__Records from a data source__.
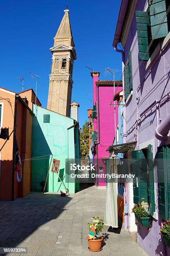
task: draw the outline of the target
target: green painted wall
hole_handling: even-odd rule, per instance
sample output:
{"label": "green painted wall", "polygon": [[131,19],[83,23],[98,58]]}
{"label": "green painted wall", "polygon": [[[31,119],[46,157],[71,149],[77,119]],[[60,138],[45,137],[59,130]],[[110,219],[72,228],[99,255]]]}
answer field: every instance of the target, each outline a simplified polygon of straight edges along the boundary
{"label": "green painted wall", "polygon": [[[37,108],[37,111],[35,107]],[[35,116],[33,118],[32,157],[40,157],[41,159],[35,159],[32,161],[32,190],[40,190],[40,180],[45,181],[51,154],[53,154],[53,158],[60,161],[59,173],[61,179],[63,179],[66,187],[68,187],[69,192],[75,193],[76,182],[78,183],[78,181],[70,183],[67,182],[68,180],[66,178],[65,180],[65,166],[68,154],[68,158],[73,161],[75,157],[78,156],[79,138],[77,125],[75,127],[75,137],[74,128],[67,130],[74,124],[72,119],[35,105],[33,111]],[[50,115],[50,123],[44,123],[44,115]],[[75,146],[75,145],[77,144]],[[60,189],[65,188],[57,174],[51,172],[51,167],[46,190],[49,192],[60,192]],[[78,184],[76,190],[78,189]]]}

__Exercise requirements__. Copy every line of the material above verbatim, but leave out the picture.

__Task solution__.
task: draw the outline of the target
target: green painted wall
hole_handling: even-odd rule, per instance
sample output:
{"label": "green painted wall", "polygon": [[131,19],[83,23],[98,58]]}
{"label": "green painted wall", "polygon": [[[31,119],[46,157],[71,149],[77,119]],[[60,138],[45,137],[59,130]],[[110,219],[72,228],[99,255]]]}
answer field: every instance of the target, each outline a simplified polygon of straight edges along the boundary
{"label": "green painted wall", "polygon": [[[37,108],[37,111],[35,107]],[[35,116],[33,118],[32,157],[40,157],[41,159],[35,159],[32,161],[32,190],[40,190],[40,180],[45,181],[51,154],[53,154],[53,158],[60,161],[59,173],[61,179],[63,179],[66,187],[68,187],[69,192],[75,193],[76,182],[78,183],[78,181],[70,183],[67,182],[68,180],[66,178],[65,180],[65,166],[68,154],[68,158],[73,161],[75,157],[78,156],[79,138],[77,125],[75,127],[75,137],[74,128],[67,130],[74,124],[72,119],[35,105],[33,111]],[[50,115],[50,123],[44,123],[44,115]],[[75,146],[75,145],[77,144]],[[60,189],[65,188],[57,174],[51,172],[51,167],[46,190],[49,192],[60,192]],[[78,184],[76,190],[78,189]]]}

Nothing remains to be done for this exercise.